■ SELECTED PASSAGE ■

Tech Start Up Bootstrap and Failure

It’s been a few years since I’ve been able to focus on the craft of writing. It was one of my favorite hobbies in high school and college, where I could write under a constant flow of prompts and problems on various topics. Like many smart-but-not-too-smart overachievers, I loved the social sciences and the white space to argue a position on highly complex issues in history, economics, or politics. Getting those As and A+s was a dopamine kick to the dome, especially for someone who had been a C student most of his life.

I was relentless in my pursuit of writing challenges. Even after transferring to a target school, I was eager to write because, for some reason, it let me build something and relieve the pent-up energy of an ambitious young man with minimal downside. It paid off as my grades were always strong and helped me get noticed by my first employer. I also managed to make some money off writing, becoming an academic translator at one point for a professor at a local university.

start up failure sucks and stings, writing my story helped me get over it.

In the weeks leading up to graduation, my interest in writing started waning for two easily recognizable reasons. First: I overdid it. In my final semester, I pursued the opportunity to complete my credits requirement by partnering with the school of government to write a thesis. Which was painful, to say the least. Why? These undergraduate thesis programs are designed to teach you methods, not truth. And the methods are simply the low-rigor scientific approaches of social scientists. This program allowed me to prove the statistical significance of specific public policies in catalyzing economic growth, which, looking back, I know nothing about. The 50-page assignment burnt off a lot of my writing bug fuel, and I couldn’t open Microsoft Word for weeks after.

■ RECORDED DATA ■
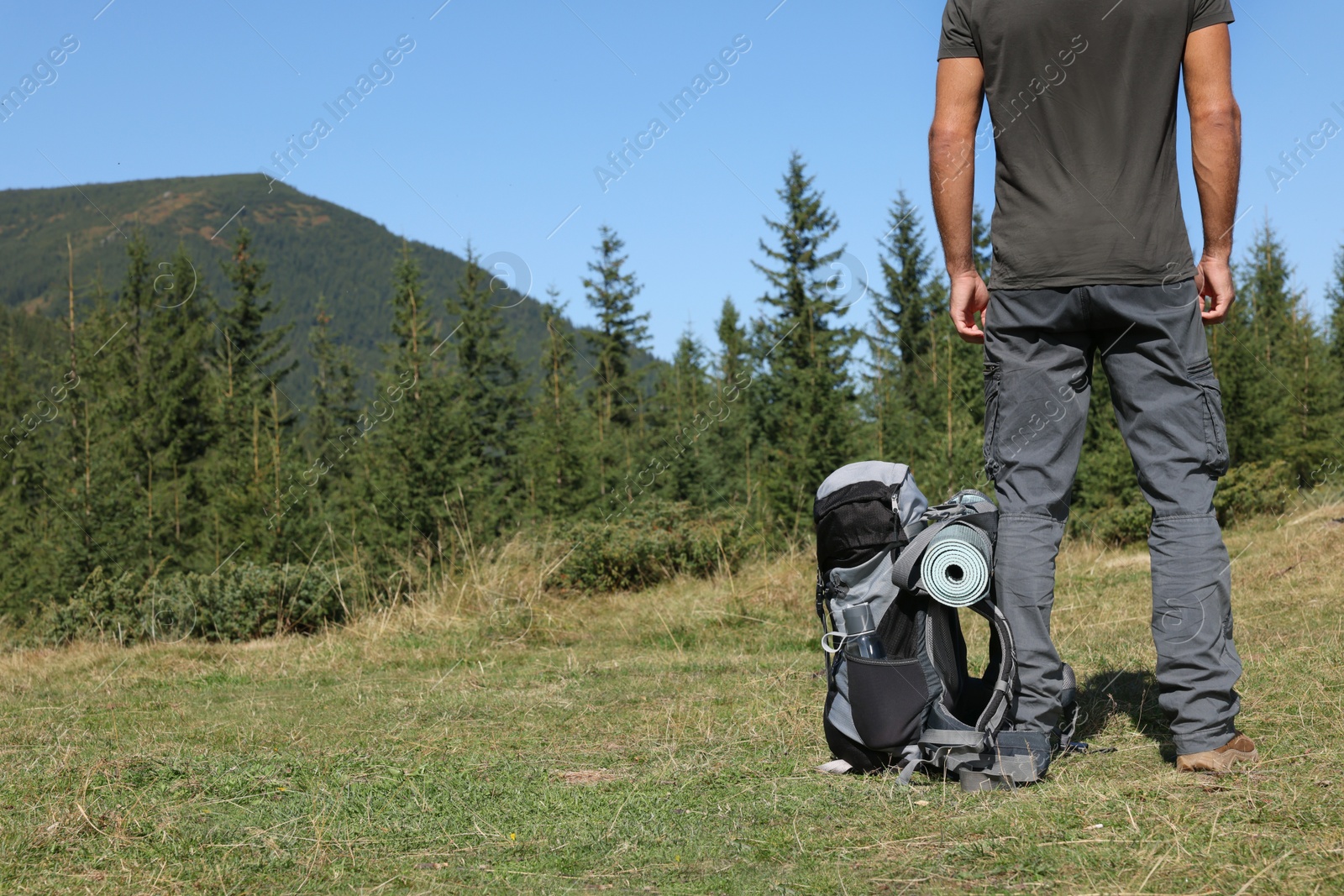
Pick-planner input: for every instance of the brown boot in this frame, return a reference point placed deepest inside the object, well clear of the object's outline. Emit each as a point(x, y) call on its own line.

■ EXERCISE SET ■
A. Please write out the start-up failure essay, starting at the words "Tech Start Up" and stopping after "of his life.".
B. According to the start-up failure essay, what role did the writer once take on for a professor at a local university?
The material comes from another source.

■ LIST OF SOLUTIONS ■
A.
Tech Start Up Bootstrap and Failure

It’s been a few years since I’ve been able to focus on the craft of writing. It was one of my favorite hobbies in high school and college, where I could write under a constant flow of prompts and problems on various topics. Like many smart-but-not-too-smart overachievers, I loved the social sciences and the white space to argue a position on highly complex issues in history, economics, or politics. Getting those As and A+s was a dopamine kick to the dome, especially for someone who had been a C student most of his life.

B. An academic translator.